Below is a listing to transcribe in full and exactly; keep the pictures out.

= = =

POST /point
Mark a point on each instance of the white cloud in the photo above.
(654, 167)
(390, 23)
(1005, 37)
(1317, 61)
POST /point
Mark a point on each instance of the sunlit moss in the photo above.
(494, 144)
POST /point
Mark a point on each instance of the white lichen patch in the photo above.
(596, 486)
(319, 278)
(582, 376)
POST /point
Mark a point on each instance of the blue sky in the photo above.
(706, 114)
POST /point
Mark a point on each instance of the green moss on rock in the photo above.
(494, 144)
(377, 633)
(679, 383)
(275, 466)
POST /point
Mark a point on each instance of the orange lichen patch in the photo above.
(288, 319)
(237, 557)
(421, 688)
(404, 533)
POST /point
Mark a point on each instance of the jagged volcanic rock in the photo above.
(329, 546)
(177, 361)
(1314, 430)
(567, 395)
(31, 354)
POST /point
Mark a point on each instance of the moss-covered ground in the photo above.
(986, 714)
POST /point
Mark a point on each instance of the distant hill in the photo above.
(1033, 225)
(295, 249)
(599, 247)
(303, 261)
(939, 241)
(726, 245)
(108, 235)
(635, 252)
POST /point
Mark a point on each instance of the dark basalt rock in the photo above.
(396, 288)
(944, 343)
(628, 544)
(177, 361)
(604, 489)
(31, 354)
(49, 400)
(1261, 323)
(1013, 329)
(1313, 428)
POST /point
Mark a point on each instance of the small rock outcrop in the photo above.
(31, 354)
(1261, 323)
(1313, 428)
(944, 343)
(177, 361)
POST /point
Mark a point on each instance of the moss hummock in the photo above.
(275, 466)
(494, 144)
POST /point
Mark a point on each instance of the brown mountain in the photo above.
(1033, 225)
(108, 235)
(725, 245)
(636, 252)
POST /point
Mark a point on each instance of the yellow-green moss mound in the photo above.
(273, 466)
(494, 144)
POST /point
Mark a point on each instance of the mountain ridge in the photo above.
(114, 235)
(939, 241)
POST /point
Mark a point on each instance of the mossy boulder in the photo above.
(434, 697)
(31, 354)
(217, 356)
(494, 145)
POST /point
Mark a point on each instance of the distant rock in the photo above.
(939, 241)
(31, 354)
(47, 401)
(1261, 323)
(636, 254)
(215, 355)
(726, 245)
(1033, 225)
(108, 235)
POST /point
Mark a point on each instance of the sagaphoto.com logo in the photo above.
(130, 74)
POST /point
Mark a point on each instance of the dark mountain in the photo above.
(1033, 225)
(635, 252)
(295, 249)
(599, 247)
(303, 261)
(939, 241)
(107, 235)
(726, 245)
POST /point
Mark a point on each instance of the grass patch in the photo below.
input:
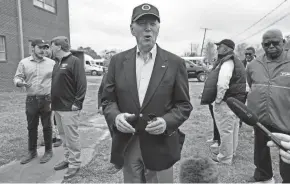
(198, 128)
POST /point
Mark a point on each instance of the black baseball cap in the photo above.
(227, 42)
(39, 43)
(144, 9)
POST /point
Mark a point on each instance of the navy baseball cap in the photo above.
(227, 42)
(144, 9)
(39, 43)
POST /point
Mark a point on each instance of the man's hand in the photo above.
(100, 110)
(23, 84)
(285, 141)
(122, 124)
(74, 108)
(156, 127)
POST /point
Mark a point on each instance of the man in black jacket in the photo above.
(68, 91)
(145, 100)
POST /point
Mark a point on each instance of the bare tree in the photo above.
(259, 50)
(194, 49)
(240, 50)
(210, 52)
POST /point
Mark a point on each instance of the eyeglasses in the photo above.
(274, 43)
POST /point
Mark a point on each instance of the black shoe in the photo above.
(71, 172)
(57, 143)
(113, 169)
(46, 157)
(60, 166)
(31, 155)
(42, 143)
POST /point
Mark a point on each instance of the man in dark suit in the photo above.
(145, 100)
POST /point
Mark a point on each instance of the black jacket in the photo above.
(167, 97)
(101, 88)
(69, 84)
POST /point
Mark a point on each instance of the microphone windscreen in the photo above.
(242, 111)
(198, 170)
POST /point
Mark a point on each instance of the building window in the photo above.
(2, 49)
(48, 5)
(29, 47)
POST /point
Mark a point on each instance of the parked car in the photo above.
(93, 69)
(89, 66)
(194, 70)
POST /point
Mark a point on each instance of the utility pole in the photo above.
(205, 29)
(190, 48)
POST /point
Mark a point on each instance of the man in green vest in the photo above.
(227, 79)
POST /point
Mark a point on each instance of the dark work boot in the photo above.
(47, 136)
(46, 157)
(27, 158)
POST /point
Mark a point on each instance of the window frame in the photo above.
(36, 4)
(5, 49)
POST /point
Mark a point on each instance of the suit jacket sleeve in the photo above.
(248, 72)
(100, 91)
(182, 106)
(109, 98)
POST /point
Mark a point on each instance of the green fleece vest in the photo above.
(237, 86)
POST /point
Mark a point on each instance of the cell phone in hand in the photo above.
(152, 117)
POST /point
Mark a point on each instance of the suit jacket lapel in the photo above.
(158, 72)
(130, 75)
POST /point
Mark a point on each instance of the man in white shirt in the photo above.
(227, 79)
(35, 74)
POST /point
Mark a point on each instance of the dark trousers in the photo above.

= = =

**REPLY TO THE EXERCISE**:
POST /point
Mark a point on each instance of the white cloud in the photo above.
(654, 167)
(390, 23)
(1005, 37)
(1317, 61)
POST /point
Mark a point on each instance of the sunlit moss in the photo above.
(494, 144)
POST /point
Mark a point on each instance of the white lichen patch in the photo above.
(596, 486)
(319, 278)
(582, 376)
POST /point
Mark a point on each instance of the blue sky in the photo above.
(706, 114)
POST /point
Mark a point on each instance of the green moss on rock in the photo above.
(494, 144)
(377, 633)
(679, 383)
(275, 466)
POST /point
Mark a point on each instance of the orange lichen patch in the photo above.
(288, 319)
(237, 557)
(421, 688)
(404, 533)
POST /point
Mark a point on each instance of the jagged volcanic rock in the photo above.
(329, 546)
(177, 361)
(1314, 430)
(567, 395)
(31, 354)
POST /point
Mark a point on each instance of the moss-covered ground in the photo above.
(986, 714)
POST /point
Mark a point on each instance of the distant hill in the photo above.
(1033, 225)
(295, 249)
(599, 247)
(303, 261)
(939, 241)
(726, 245)
(108, 235)
(635, 252)
POST /point
Mark a point on each instance of the dark basalt rock in the photo above.
(396, 288)
(944, 343)
(628, 544)
(177, 361)
(604, 489)
(31, 354)
(49, 400)
(1261, 323)
(1013, 329)
(1313, 428)
POST /point
Mark a point on each instance of the small rock outcrop in the photo above.
(31, 354)
(1261, 323)
(1313, 428)
(944, 343)
(177, 361)
POST /point
Mark a point on each instance of the moss hummock in the photo above.
(275, 466)
(494, 144)
POST /point
Mark a point on each instance of the brown mountain in the photo above.
(1033, 225)
(108, 235)
(725, 245)
(636, 252)
POST /point
Mark a point on each instance of the yellow-green moss mound in the photo above.
(273, 466)
(494, 144)
POST /point
Mark a point on each instance of the mountain ridge in the photo above.
(114, 235)
(939, 241)
POST /point
Mark a point on each instance of the mossy boulder in the photo above.
(434, 697)
(31, 354)
(217, 356)
(494, 145)
POST /point
Mark a point on each instance of the distant rock in the photo above.
(939, 241)
(31, 354)
(47, 401)
(1261, 323)
(636, 254)
(215, 355)
(726, 245)
(1033, 225)
(108, 235)
POST /point
Mark a point on each instance of the sagaphoto.com logo in the photo above.
(130, 74)
POST /point
Mark a point on each instance of the dark mountain in the photo above.
(1033, 225)
(635, 252)
(295, 249)
(599, 247)
(303, 261)
(939, 241)
(107, 235)
(726, 245)
POST /point
Mark a point on each instance of the grass patch in the photo below.
input:
(198, 128)
POST /point
Mark a point on each instance of the black baseball cap in the photo above.
(227, 42)
(39, 43)
(144, 9)
POST /point
Mark a point on each instance of the navy baseball cap in the photo above.
(227, 42)
(144, 9)
(39, 43)
POST /point
Mark a point on each instance of the man's hand in the photo above.
(100, 110)
(23, 84)
(285, 141)
(122, 124)
(74, 108)
(156, 127)
POST /point
Mark a point on each instance of the man in black jacket in the photo above.
(68, 91)
(145, 100)
POST /point
Mark a point on each instance of the bare tree in the photo above.
(259, 50)
(194, 49)
(240, 50)
(210, 52)
POST /point
Mark a point on each instance of the eyeglasses in the photo above.
(274, 43)
POST /point
Mark a point on each instance of the black shoe in the photo above.
(71, 172)
(57, 143)
(113, 169)
(46, 157)
(60, 166)
(31, 155)
(42, 143)
POST /point
Mark a point on each instance of the man in dark suit in the photo above.
(145, 100)
POST /point
Mark a point on each instance of the black jacket in the photo above.
(167, 97)
(101, 88)
(69, 84)
POST /point
Mark a point on each instance of the microphone windscreen in the photo above.
(242, 111)
(198, 170)
POST /point
Mark a point on each instance of the building window in the photo above.
(2, 49)
(48, 5)
(29, 47)
POST /point
Mark a point on each instance of the parked car in the photo above.
(93, 69)
(89, 66)
(194, 70)
POST /point
Mark a point on each instance of the utility pole in the photo above.
(205, 29)
(190, 48)
POST /point
Mark a point on each instance of the man in green vest in the photo above.
(227, 79)
POST /point
Mark a point on each instance of the dark work boot in the photo above.
(47, 136)
(46, 157)
(27, 158)
POST /point
Mark a point on each instance of the window frame in the photo above.
(36, 4)
(5, 49)
POST /point
Mark a point on each instance of the suit jacket sleeve in the photo above.
(248, 72)
(100, 91)
(182, 106)
(109, 98)
POST /point
Mark a point on each instance of the green fleece vest in the photo above.
(237, 86)
POST /point
Mark a point on each instance of the cell phone in hand in the photo above.
(152, 117)
POST /point
Mark a point on each instance of the suit jacket lapel in the photo above.
(158, 72)
(130, 75)
POST /point
Mark a point on each instance of the man in white shirt in the photo above.
(227, 79)
(35, 74)
POST /point
Mark a point on each instance of the dark trousers in the photo above.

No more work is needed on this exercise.